Task brief: Arrange every line of the records below as a numbered list, leaving out any blank lines.

[Point-based annotation records]
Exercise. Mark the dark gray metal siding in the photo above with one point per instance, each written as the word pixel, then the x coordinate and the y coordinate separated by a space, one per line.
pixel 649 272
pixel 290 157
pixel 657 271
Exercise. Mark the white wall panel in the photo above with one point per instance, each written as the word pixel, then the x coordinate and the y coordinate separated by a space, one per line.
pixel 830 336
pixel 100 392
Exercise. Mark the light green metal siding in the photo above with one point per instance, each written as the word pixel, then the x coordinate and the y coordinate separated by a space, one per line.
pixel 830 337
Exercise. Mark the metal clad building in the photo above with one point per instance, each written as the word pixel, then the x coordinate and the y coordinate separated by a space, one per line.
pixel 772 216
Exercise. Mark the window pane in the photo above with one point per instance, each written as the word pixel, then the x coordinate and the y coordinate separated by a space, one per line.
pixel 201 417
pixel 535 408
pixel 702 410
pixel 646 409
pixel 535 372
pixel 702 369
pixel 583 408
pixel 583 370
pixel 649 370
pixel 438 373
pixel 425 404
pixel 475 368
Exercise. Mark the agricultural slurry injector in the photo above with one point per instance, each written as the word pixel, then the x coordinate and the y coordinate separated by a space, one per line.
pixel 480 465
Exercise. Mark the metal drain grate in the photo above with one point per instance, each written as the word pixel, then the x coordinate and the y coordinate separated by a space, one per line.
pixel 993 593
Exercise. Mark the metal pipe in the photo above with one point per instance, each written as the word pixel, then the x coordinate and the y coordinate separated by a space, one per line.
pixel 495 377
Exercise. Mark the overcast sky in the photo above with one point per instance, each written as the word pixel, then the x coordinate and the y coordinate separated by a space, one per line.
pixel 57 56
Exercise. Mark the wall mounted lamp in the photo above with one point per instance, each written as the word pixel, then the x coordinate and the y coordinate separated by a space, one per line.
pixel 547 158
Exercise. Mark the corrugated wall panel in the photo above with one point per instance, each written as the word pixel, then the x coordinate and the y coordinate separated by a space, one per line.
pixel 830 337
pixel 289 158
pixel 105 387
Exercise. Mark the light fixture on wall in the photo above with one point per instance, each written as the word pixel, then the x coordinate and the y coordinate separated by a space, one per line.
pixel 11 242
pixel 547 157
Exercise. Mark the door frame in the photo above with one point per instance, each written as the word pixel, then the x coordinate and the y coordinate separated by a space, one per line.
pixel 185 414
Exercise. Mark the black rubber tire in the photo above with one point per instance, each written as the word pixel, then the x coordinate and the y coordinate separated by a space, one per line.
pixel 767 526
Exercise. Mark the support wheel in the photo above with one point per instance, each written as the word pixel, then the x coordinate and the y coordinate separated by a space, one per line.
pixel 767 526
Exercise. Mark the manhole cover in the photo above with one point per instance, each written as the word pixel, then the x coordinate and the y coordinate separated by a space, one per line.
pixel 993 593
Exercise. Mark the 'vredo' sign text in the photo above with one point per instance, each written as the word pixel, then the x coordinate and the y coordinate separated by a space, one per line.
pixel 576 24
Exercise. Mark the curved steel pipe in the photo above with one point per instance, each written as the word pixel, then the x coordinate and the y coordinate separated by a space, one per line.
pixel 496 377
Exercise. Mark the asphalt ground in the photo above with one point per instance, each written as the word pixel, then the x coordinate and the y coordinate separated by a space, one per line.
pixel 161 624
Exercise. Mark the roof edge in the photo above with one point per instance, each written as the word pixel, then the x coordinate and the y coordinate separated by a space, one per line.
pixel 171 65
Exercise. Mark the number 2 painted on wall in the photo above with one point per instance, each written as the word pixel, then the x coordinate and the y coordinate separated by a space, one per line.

Complete answer:
1. Exercise. Mark the dark gray metal siding in the photo above with one point per instance, each written as the word pixel, then the x coordinate and the y coordinate separated by a space, one per line.
2. pixel 649 272
3. pixel 290 157
4. pixel 657 271
5. Exercise. Mark the white wall panel in the photo above with one point per instance, each written as the word pixel, then the x coordinate and the y coordinate separated by a space, one per line.
6. pixel 830 336
7. pixel 100 392
8. Exercise. Mark the light green metal siding in the photo above with one point per instance, each written as the word pixel, then the x coordinate and the y coordinate separated by a space, one per line.
9. pixel 830 337
10. Exercise. Mark the metal clad building in the photo above with one point per instance, each written as the word pixel, then the x coordinate and the y coordinate separated by a space, one per line.
11. pixel 772 216
12. Exercise. Mark the window pane in the photo above with one point per instance, each written as the word pixel, then the x coordinate and the y coordinate separated by a space, one per line.
13. pixel 201 417
14. pixel 535 408
15. pixel 702 410
16. pixel 646 409
17. pixel 535 372
18. pixel 702 369
19. pixel 583 408
20. pixel 583 370
21. pixel 649 370
22. pixel 438 373
23. pixel 425 404
24. pixel 475 368
25. Exercise. Mark the agricultural slurry injector in the photo above with one point per instance, each written as the word pixel, then the x coordinate and the y coordinate separated by a space, one per line.
26. pixel 480 465
27. Exercise. Mark the metal drain grate in the photo above with one point per instance, each written as the word pixel, then the x coordinate and the y coordinate separated by a space, one per line.
28. pixel 993 593
29. Exercise. Mark the metal pipe in the photo above with one point per instance, each written as the word pixel, then the x coordinate and the y coordinate separated by a space, one per line.
30. pixel 495 377
31. Exercise. Mark the overcast sky in the photo above with one point per instance, each written as the word pixel, then the x coordinate and the y coordinate separated by a space, one per line.
32. pixel 57 56
33. Exercise. Mark the wall mounted lamp in the photo above with one point per instance, each written as the word pixel, then the x coordinate and the y coordinate separated by a space, one per line.
34. pixel 547 158
35. Exercise. Mark the corrugated wall panel in the photo above with one point per instance, each written as the word pixel, then the x coordinate and the y coordinate separated by a space, one per line.
36. pixel 830 337
37. pixel 289 158
38. pixel 105 387
39. Exercise. Mark the light fixture on wall in the photo above with one point per instance, each written as the word pixel, then the x coordinate and the y coordinate separated by a space, one per line.
40. pixel 11 242
41. pixel 547 157
42. Exercise. Mark the door frame in the photo above with one point per instance, each written as the word pixel, then the x coordinate and the y coordinate separated by a space, one per line.
43. pixel 185 414
44. Exercise. Mark the black rubber tire in the photo above with one point per instance, each written as the word pixel, then the x coordinate and the y coordinate separated by a space, one per line.
45. pixel 767 526
46. Exercise. Mark the support wheel in the photo above with one point per instance, each written as the word pixel, then the x coordinate and the y coordinate separated by a space, one per line.
47. pixel 767 526
48. Exercise. Mark the manhole cover in the photo above with one point per instance, each written as the word pixel, then the x coordinate and the y coordinate separated by a space, one per line.
49. pixel 993 593
50. Exercise. Mark the 'vredo' sign text in the photo above with one point per instance, each written as the word pixel, then the x coordinate and the y coordinate separated by a space, one per line.
51. pixel 576 24
52. Exercise. Mark the curved steel pipe in the photo above with one point per instance, each written as the word pixel, then the x coordinate and the y coordinate separated by a space, one per line.
53. pixel 496 377
54. Exercise. Mark the asphalt ground in the photo above with one point per instance, each written as the word pixel, then the x coordinate and the y coordinate separated by a space, one per line.
55. pixel 161 624
56. Exercise. Mark the roof edge in the photo above with one point per instance, each written as the word pixel, then the x coordinate and the y coordinate separated by a space, one per line.
57. pixel 171 65
58. Exercise. Mark the number 2 painted on wall in the photo above with one point per instance, each written as the word pixel, then the x coordinate and the y coordinate separated by a space, one per line.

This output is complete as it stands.